+++ Information given

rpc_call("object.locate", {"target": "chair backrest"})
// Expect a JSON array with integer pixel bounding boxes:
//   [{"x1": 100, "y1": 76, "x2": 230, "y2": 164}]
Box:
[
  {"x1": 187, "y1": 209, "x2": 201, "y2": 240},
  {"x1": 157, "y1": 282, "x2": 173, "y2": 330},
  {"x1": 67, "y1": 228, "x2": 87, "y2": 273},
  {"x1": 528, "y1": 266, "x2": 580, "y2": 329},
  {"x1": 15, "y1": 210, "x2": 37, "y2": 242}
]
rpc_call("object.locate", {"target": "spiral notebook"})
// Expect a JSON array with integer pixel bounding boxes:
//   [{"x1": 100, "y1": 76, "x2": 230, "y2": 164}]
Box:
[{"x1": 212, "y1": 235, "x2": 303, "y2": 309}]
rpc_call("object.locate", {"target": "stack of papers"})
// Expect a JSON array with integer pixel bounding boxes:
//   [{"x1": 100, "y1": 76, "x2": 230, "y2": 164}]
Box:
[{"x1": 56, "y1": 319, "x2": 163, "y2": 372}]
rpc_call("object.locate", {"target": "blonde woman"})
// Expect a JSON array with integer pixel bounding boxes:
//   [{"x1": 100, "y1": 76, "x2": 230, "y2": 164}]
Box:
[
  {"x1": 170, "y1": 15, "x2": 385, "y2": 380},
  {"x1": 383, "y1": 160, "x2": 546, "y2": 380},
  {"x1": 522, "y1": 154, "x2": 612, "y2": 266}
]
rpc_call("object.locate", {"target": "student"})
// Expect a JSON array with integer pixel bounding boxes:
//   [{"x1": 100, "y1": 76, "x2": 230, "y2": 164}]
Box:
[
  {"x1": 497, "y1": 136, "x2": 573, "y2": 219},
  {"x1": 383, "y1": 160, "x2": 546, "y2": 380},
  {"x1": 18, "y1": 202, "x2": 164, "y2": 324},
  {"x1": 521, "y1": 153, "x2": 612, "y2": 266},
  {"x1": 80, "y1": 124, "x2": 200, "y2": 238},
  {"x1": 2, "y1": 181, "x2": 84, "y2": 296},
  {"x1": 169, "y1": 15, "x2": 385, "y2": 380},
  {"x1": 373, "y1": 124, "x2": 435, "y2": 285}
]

++++++

▶ **The task**: Go through the records and gather the lines that hold "locate".

▶ **Output for this task**:
rpc_call("object.locate", {"target": "chair backrest"})
rpc_call("object.locate", {"target": "spiral notebook"})
rpc_call("object.locate", {"target": "stack of papers"})
rpc_call("object.locate", {"target": "blonde woman"})
rpc_call("object.locate", {"target": "student"})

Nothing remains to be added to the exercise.